Protocol of the Session on December 12, 2012

Meine Damen und Herren, es gibt mehr als ein Gutachten von unabhängigen Verfassungsexperten, die belegen, dass das Land Thüringen eben hier keine Gesetzgebungskompetenz hat, um in die Berufswahlfreiheit, die Wahlfreiheit von Arbeitnehmern, einzugreifen. Es liegt in deren Obliegenheit, zu wählen,

(Beifall FDP)

wann sie arbeiten. Dieses Recht wird hier gebrochen. Und es sind vielfältige Personengruppen. Sie tun es immer so ab, als ob die nur aus Studenten bestehen würden. Das sind Väter und Mütter, die sagen, aufgrund meiner familiären Organisation möchte ich und will ich samstags arbeiten. Das kann erfolgsabhängig prämienorientiert sein, das kann aber auch der Lebenssituation geschuldet sein, weil ein Single sagt, na, wenn die samstags alle zu Hause sind, dann gehe ich lieber arbeiten und verdiene mir etwas dazu. Das ist eben Freiheit. Davon werden scheinbar auf der von mir links geneigten Seite noch nicht alle gehört haben nach 23 Jahren, aber die Freiheit gehört eben dazu, zu entscheiden. Genauso haben wir die Freiheit, zu sagen, wenn mir der Job nicht passt, dann kann ich ihn auch verlassen und mir einen anderen suchen.

(Beifall FDP)

Auch das muss man akzeptieren, meine Damen und Herren, und nicht immer so tun, als ob wir Manchesterkapitalismus haben aus dem vorvorherigen Jahrhundert.

Erfasste Daten ::

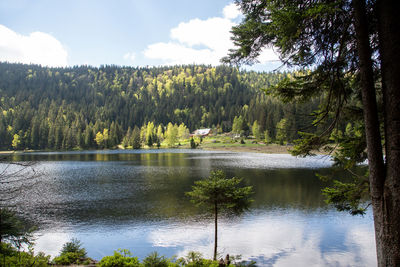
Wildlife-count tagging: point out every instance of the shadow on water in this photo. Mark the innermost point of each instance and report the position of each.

Aufgabe 1 ::
Wem fehlt laut Quellauszug nach mehr als einem Gutachten die Gesetzgebungskompetenz, um in die Berufswahlfreiheit einzugreifen?
Aufgabe 2 ::
Prüfe, ob die folgenden Aussagen mit dem Quellauszug übereinstimmen, und beantworte jede mit Ja oder Nein samt wörtlichem Beleg: (a) Die betroffenen Personengruppen bestehen laut Rede nur aus Studenten. (b) Zur Freiheit gehört laut Rede auch, einen unpassenden Job zu verlassen. (c) Die Rede wird durch Beifall der FDP unterbrochen.
Aufgabe 3 ::
Setze die Landtagsrede zur Samstagsarbeit im Quellauszug nach ihrem letzten Satz fort.
Die Auflistung ist eigenständiges Material und gehört nicht zum Quellauszug.

Ausgabe 1 ::
Dem Land Thüringen.

Ausgabe 2 ::
(a) Nein: „Das sind Väter und Mütter, die sagen, aufgrund meiner familiären Organisation möchte ich und will ich samstags arbeiten.“
(b) Ja: „wenn mir der Job nicht passt, dann kann ich ihn auch verlassen und mir einen anderen suchen.“
(c) Ja: „(Beifall FDP)“

Ausgabe 3 ::
(Unruhe DIE LINKE)

Nein, man kann heute auch wählen, arbeite ich in einem beratungsintensiven Einzelhandel, arbeite ich in einem Job, der eben montags nine-to-five ist, all diese Möglichkeiten haben wir. Meine Damen und Herren, noch einmal von den Arbeitnehmern aus betrachtet, die Sie immer so ins Feld führen. Über die Möglichkeit, dass jeder frei wählen kann, wann er arbeiten will, habe ich gerade gesprochen. Einkommenseinbußen, Frau Leukefeld, auch wenn Sie das so herunterspielen, ergeben sich eben daraus, dass man mit mehr Umsatz - den kann ich natürlich nur erzielen, wenn der Laden entweder geöffnet ist oder auch Kunden kommen und ich sie beraten kann -, daraus resultiert die erfolgsabhängige Provision. Die kommen nicht, wie Sie uns manchmal glaubhaft machen wollen, vom Himmel gefallen, sondern die haben auch eine Leistung und eine Gegenleistung und wenn die nicht eintritt, passiert das, was Sie mit anderen Zahlen belegt haben, dass wir durch teilweise unsinnige Entscheidungen den Thüringer Einzelhandel vor Probleme stellen, die dazu führen, dass wir Arbeitsplätze abbauen. Ich nenne z.B. den fehlenden zweiten Adventssonntag, den wir nicht haben, an dem wir wieder erlebt haben, dass Karawanen nach Sachsen, nach Hessen fahren,

(Beifall FDP)

und die Leute des dortigen Einzelhandels. Ist der Thüringer Einzelhandel vom gesetzgeberischen Rahmen darauf eingestellt, dass der Internethandel boomt? Das sind alles Probleme, die im Einzelhandel stattfinden

Herr Abgeordneter,

- nein, will ich nicht -, denen wir begegnen müssen, damit unsere Städte auch blühen bleiben. Wir freuen uns über die Innenstädte, die lebhaft sind, die lebhaft geworden sind in den letzten 23 Jahren und deren Lebhaftigkeit wir in keinster Weise tangieren wollen. Insofern sollten wir auch alles dafür tun, und die das tun, sind die Einzelhändler. Nun fragen Sie auch mal die, die haben auch ein schützenswertes Recht. Ich habe damit begonnen, nämlich ihren Gewerbebetrieb auszuüben. Die haben auch das Recht, sich dabei mit Leuten zu bedienen, die sagen, jawohl ich gehe samstags arbeiten und du Chef,

(Beifall FDP)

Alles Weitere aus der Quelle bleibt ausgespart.